[[ Records to use open ]]
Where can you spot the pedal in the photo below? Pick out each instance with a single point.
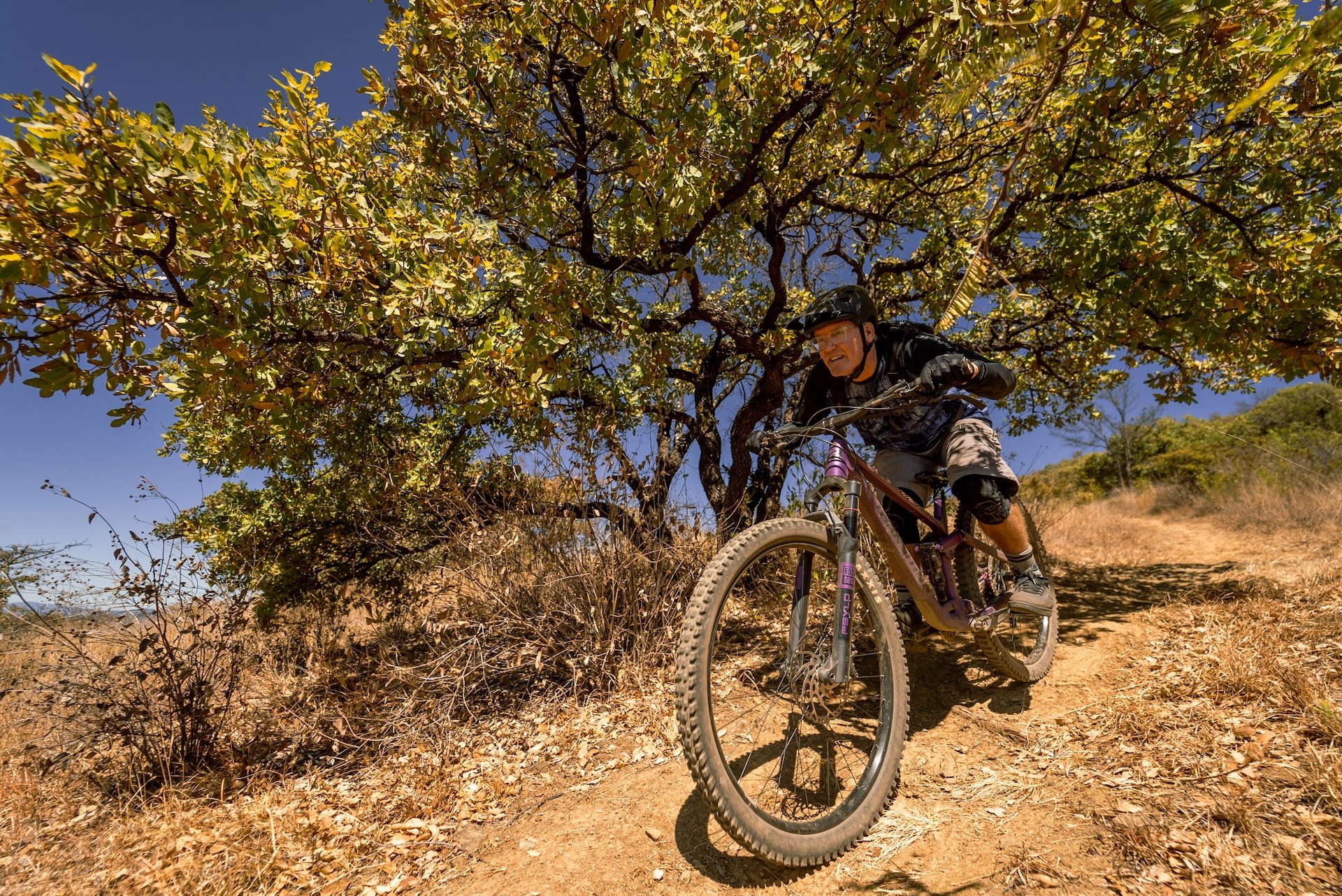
(988, 620)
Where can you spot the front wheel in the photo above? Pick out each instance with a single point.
(793, 767)
(1022, 646)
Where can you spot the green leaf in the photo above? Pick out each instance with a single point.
(67, 74)
(1324, 34)
(971, 284)
(164, 118)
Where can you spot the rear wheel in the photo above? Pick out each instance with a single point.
(1022, 646)
(793, 767)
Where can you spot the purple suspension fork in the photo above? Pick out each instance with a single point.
(835, 670)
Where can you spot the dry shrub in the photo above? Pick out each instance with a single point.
(514, 609)
(128, 674)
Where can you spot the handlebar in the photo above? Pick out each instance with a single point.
(902, 395)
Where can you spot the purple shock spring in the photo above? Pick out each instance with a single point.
(837, 464)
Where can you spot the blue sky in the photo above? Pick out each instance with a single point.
(185, 54)
(188, 54)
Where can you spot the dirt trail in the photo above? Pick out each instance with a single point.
(983, 800)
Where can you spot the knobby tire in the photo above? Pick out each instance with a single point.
(730, 644)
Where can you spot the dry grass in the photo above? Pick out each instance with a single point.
(1220, 770)
(372, 744)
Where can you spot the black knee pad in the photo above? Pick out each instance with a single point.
(906, 525)
(988, 498)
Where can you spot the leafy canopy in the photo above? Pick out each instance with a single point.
(570, 220)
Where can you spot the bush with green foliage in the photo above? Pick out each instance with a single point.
(1290, 438)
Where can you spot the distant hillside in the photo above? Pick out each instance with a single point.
(1290, 440)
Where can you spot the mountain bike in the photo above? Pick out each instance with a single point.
(792, 690)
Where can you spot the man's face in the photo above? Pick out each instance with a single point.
(840, 347)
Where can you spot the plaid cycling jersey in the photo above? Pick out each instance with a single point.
(902, 349)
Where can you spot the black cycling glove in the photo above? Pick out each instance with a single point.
(946, 372)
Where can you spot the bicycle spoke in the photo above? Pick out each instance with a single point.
(802, 763)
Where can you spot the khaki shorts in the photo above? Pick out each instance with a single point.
(971, 447)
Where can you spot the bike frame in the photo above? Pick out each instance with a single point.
(859, 482)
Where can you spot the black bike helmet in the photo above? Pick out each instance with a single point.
(842, 303)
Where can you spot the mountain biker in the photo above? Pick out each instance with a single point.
(860, 360)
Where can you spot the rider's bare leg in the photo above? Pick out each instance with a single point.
(1011, 535)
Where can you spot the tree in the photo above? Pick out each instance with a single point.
(1118, 427)
(568, 219)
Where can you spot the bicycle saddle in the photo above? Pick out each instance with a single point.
(933, 479)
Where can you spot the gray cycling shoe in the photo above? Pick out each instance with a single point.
(1034, 593)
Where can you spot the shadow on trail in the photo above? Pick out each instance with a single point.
(1091, 600)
[[ Records to use closed ]]
* **What this task involves**
Lines from the one containing "Where can you spot the gray" through the final line of the entries are the only ones to print, and each must match exactly.

* **Answer**
Where can you spot the gray cycling shoe in the photo above? Pick out each instance with a single point.
(1034, 593)
Where can you spot the shadow on trail in the photo above? Pick out each instance with a single point.
(1091, 600)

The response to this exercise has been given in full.